— PROBLEM TO WORK ON —
Find the line with "Target: overcast white sky", then retype it and each later line through the last, exactly. Leave out pictures.

— DATA SHOWN —
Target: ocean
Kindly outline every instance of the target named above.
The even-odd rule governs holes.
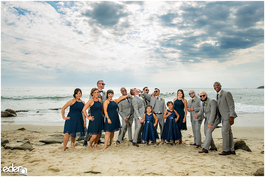
[[[81,99],[86,103],[89,99],[90,91],[92,87],[79,87],[82,90]],[[113,99],[121,95],[120,87],[105,87],[104,90],[112,90]],[[142,88],[138,88],[142,90]],[[1,110],[7,109],[14,110],[29,111],[17,113],[17,117],[1,117],[1,124],[31,124],[37,125],[62,125],[65,120],[62,118],[61,108],[72,99],[72,87],[1,87]],[[127,87],[127,92],[130,88]],[[150,93],[154,88],[149,88]],[[160,96],[165,102],[173,101],[177,96],[177,92],[179,88],[159,88]],[[213,88],[182,88],[185,99],[190,99],[188,94],[191,89],[196,94],[206,91],[208,96],[215,98],[216,94]],[[264,126],[264,89],[257,88],[223,88],[230,91],[235,102],[236,112],[238,117],[235,120],[235,126]],[[50,109],[58,108],[59,110]],[[65,110],[67,115],[69,107]],[[39,111],[39,112],[37,112]],[[251,120],[249,120],[250,117]],[[187,126],[191,127],[189,114],[187,114]]]

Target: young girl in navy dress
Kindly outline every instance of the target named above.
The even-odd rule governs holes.
[[[151,140],[154,142],[154,145],[156,147],[156,140],[159,139],[157,131],[155,127],[157,124],[157,117],[152,112],[153,108],[150,105],[148,105],[145,108],[146,113],[144,114],[143,120],[145,121],[142,133],[142,139],[146,142],[145,146],[149,145],[149,141]],[[155,118],[155,123],[153,120]]]
[[[179,115],[175,110],[174,110],[174,105],[172,101],[168,101],[167,106],[168,109],[165,110],[163,118],[166,119],[163,131],[161,134],[161,139],[162,140],[161,144],[164,144],[165,140],[168,142],[173,141],[173,146],[175,145],[175,142],[178,140],[179,145],[182,143],[182,136],[177,121],[179,119]],[[175,118],[175,115],[177,116]]]

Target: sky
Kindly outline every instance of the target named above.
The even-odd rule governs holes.
[[[264,1],[1,3],[1,86],[264,85]]]

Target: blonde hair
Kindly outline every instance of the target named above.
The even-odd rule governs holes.
[[[93,88],[91,89],[91,91],[90,92],[90,95],[91,96],[92,98],[94,98],[94,93],[97,90],[98,90],[99,94],[99,90],[97,88]]]

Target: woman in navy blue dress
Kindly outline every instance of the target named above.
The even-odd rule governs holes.
[[[104,113],[106,116],[104,131],[106,133],[105,134],[105,146],[102,149],[105,149],[107,147],[109,140],[110,140],[109,145],[114,145],[112,144],[112,141],[114,137],[114,132],[119,130],[121,128],[120,121],[117,111],[117,104],[128,96],[132,97],[131,95],[129,94],[122,96],[118,99],[112,100],[113,94],[113,91],[111,90],[108,90],[107,95],[107,99],[104,102],[103,104]]]
[[[163,144],[165,140],[168,142],[173,141],[173,146],[174,146],[176,140],[178,140],[179,145],[182,143],[182,135],[178,124],[176,123],[179,119],[179,115],[175,110],[173,109],[174,106],[172,101],[168,101],[167,103],[167,106],[168,109],[165,110],[163,116],[163,118],[166,121],[161,134],[161,144]],[[177,116],[176,118],[175,116]]]
[[[64,147],[61,151],[64,152],[66,148],[66,145],[71,136],[71,149],[76,149],[74,147],[74,141],[76,136],[83,136],[87,131],[86,118],[82,113],[85,106],[85,101],[80,99],[82,91],[79,88],[76,88],[74,92],[74,98],[69,100],[62,108],[62,115],[65,120],[64,128]],[[64,116],[64,111],[70,106],[69,112],[67,117]]]
[[[98,150],[97,147],[99,134],[104,130],[104,119],[102,114],[102,101],[98,98],[99,91],[97,88],[93,88],[90,92],[92,98],[88,100],[83,109],[83,112],[86,117],[89,120],[87,133],[91,135],[89,141],[89,149],[93,149],[92,145],[94,143],[94,148]],[[87,113],[87,109],[90,106],[91,116],[89,117]],[[97,143],[95,143],[96,142]]]
[[[178,98],[174,99],[174,110],[179,114],[179,119],[177,121],[180,131],[186,130],[186,118],[188,112],[188,102],[184,99],[184,92],[181,89],[178,90]],[[185,109],[185,111],[184,109]]]

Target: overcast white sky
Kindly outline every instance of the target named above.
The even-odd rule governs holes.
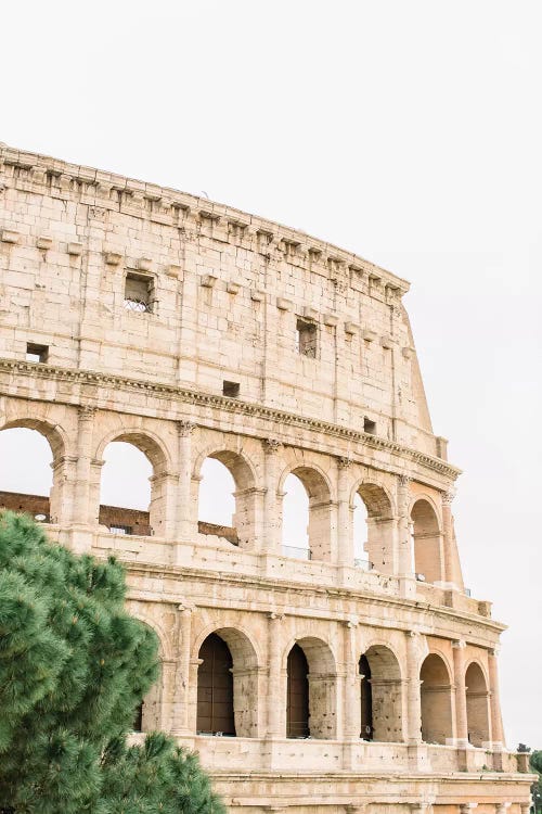
[[[542,748],[537,0],[24,2],[0,140],[224,202],[412,282],[467,585],[509,624],[508,745]]]

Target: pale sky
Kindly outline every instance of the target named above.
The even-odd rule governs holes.
[[[0,140],[270,217],[406,278],[434,429],[464,469],[508,746],[542,748],[542,7],[24,2]]]

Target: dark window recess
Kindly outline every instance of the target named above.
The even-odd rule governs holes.
[[[301,356],[317,358],[318,329],[314,322],[298,319],[296,322],[296,351]]]
[[[294,645],[287,661],[286,737],[308,738],[309,665],[302,649]]]
[[[125,308],[144,314],[152,311],[154,280],[149,275],[129,271],[125,280]]]
[[[229,396],[230,398],[236,398],[238,396],[241,384],[238,382],[222,382],[222,395]]]
[[[235,735],[233,716],[233,660],[230,648],[211,633],[199,648],[196,732]]]
[[[376,435],[376,422],[371,421],[370,418],[363,419],[363,432],[367,432],[370,435]]]
[[[26,361],[47,361],[49,358],[48,345],[36,345],[34,342],[26,343]]]
[[[131,525],[109,525],[109,532],[112,534],[133,534]]]

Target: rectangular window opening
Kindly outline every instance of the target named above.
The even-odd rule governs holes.
[[[128,271],[125,279],[125,308],[139,314],[151,313],[154,298],[154,279],[149,275]]]
[[[241,390],[241,384],[238,382],[222,382],[222,395],[228,396],[229,398],[237,398]]]
[[[363,419],[363,432],[366,432],[370,435],[376,435],[376,422],[371,421],[366,416]]]
[[[296,322],[296,351],[300,356],[317,358],[318,330],[314,322],[298,319]]]
[[[26,343],[26,361],[44,363],[49,358],[49,345],[36,345],[34,342]]]

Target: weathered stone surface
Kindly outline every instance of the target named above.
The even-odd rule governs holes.
[[[529,776],[503,746],[502,625],[464,590],[459,470],[433,433],[408,283],[257,216],[47,156],[2,147],[0,182],[0,428],[43,433],[54,475],[49,498],[0,500],[126,562],[162,648],[143,728],[196,748],[240,814],[525,812]],[[100,507],[115,440],[153,465],[149,514]],[[209,456],[234,478],[235,529],[198,525]],[[310,560],[282,548],[291,472],[310,496]],[[231,654],[236,737],[197,734],[210,634]],[[296,643],[304,739],[286,737]]]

— SOLUTION —
Target: overcast white sky
Kindly outline every instance of the target named above.
The even-odd rule governs holes.
[[[542,748],[537,0],[24,2],[0,140],[224,202],[412,282],[467,585],[509,624],[508,745]]]

Target: pale sky
Kindly outline every instance of the target named above.
The even-odd rule governs holes.
[[[0,140],[270,217],[406,278],[434,429],[464,469],[508,746],[542,748],[542,7],[24,2]]]

Target: dark window recess
Kindly outline every instance of the target named above.
The even-odd rule governs holes.
[[[301,356],[317,358],[318,329],[314,322],[298,319],[296,322],[296,351]]]
[[[294,645],[287,661],[286,737],[308,738],[309,665],[302,649]]]
[[[125,308],[144,314],[152,311],[154,280],[149,275],[129,271],[125,280]]]
[[[229,396],[230,398],[236,398],[238,396],[241,384],[238,382],[222,382],[222,395]]]
[[[235,735],[233,716],[233,660],[230,648],[211,633],[199,648],[196,732]]]
[[[376,435],[376,422],[371,421],[370,418],[363,419],[363,432],[367,432],[370,435]]]
[[[26,361],[47,361],[49,358],[48,345],[36,345],[34,342],[26,343]]]
[[[131,525],[109,525],[109,532],[112,534],[133,534]]]

Target: rectangular window opening
Kindly outline every instance of the target named above.
The even-odd rule governs holes.
[[[128,271],[125,279],[125,308],[139,314],[151,313],[154,298],[154,279],[149,275]]]
[[[241,390],[241,384],[238,382],[222,382],[222,395],[228,396],[229,398],[237,398]]]
[[[363,419],[363,432],[366,432],[370,435],[376,435],[376,422],[371,421],[366,416]]]
[[[296,322],[296,351],[300,356],[317,358],[318,330],[314,322],[298,319]]]
[[[26,343],[26,361],[44,363],[49,358],[49,345],[36,345],[34,342]]]

Target: weathered stone surface
Kindly outline every instance of the target named above.
The even-odd rule governs holes.
[[[529,776],[503,746],[502,625],[464,590],[459,470],[433,433],[408,283],[257,216],[47,156],[2,147],[0,182],[0,428],[43,433],[54,475],[49,498],[0,500],[126,562],[162,648],[143,728],[196,748],[240,814],[525,812]],[[100,507],[115,440],[153,465],[149,514]],[[209,456],[234,478],[235,529],[198,525]],[[310,560],[282,548],[291,472],[310,496]],[[231,654],[236,737],[197,734],[210,634]],[[296,643],[304,739],[286,737]]]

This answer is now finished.